**Work order**
Lines with "building" in the records below: say how many there are, and add nothing.
(Records provided)
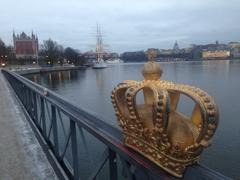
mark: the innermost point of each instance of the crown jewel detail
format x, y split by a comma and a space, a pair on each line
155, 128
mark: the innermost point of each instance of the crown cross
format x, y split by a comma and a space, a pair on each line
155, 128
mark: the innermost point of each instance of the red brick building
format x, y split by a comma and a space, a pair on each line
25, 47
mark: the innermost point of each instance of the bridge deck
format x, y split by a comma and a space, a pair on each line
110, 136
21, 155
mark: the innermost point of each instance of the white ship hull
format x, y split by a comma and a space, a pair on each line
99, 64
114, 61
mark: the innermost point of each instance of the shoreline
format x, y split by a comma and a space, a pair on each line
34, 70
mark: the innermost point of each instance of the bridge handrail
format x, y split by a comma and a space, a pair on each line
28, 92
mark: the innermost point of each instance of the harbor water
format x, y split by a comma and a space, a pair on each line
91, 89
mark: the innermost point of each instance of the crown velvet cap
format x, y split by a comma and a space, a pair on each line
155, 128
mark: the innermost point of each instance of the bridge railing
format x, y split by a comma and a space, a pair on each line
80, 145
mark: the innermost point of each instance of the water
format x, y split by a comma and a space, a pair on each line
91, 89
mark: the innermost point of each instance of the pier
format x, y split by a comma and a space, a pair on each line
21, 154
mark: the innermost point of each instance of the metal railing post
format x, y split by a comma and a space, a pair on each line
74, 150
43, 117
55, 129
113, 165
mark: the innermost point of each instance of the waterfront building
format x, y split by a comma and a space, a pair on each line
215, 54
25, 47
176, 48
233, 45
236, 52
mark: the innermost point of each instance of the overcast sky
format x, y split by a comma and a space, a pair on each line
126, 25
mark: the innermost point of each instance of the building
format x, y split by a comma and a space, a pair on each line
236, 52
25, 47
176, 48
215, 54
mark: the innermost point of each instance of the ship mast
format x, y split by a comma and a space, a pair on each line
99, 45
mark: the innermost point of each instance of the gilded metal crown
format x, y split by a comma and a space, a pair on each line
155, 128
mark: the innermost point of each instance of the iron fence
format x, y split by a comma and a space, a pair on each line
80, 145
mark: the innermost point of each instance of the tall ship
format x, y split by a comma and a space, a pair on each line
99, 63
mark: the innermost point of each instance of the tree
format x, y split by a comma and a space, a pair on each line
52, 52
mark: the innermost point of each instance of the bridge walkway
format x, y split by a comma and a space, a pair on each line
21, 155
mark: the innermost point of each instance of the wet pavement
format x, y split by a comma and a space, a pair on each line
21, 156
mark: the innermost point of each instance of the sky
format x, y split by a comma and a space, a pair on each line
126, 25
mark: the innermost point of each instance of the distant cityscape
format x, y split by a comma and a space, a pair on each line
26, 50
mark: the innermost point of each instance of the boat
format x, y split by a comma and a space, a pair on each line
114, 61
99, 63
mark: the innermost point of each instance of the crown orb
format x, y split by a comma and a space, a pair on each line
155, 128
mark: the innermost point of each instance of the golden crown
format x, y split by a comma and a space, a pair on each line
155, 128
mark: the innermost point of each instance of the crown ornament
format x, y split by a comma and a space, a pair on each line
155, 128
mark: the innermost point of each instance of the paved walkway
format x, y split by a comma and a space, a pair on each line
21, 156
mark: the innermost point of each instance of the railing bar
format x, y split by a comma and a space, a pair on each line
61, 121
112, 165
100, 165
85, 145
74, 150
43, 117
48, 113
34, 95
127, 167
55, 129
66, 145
(End Records provided)
(Records provided)
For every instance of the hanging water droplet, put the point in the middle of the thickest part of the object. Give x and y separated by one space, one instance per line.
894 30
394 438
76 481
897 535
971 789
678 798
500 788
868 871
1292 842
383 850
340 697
(End Records provided)
**Answer area**
3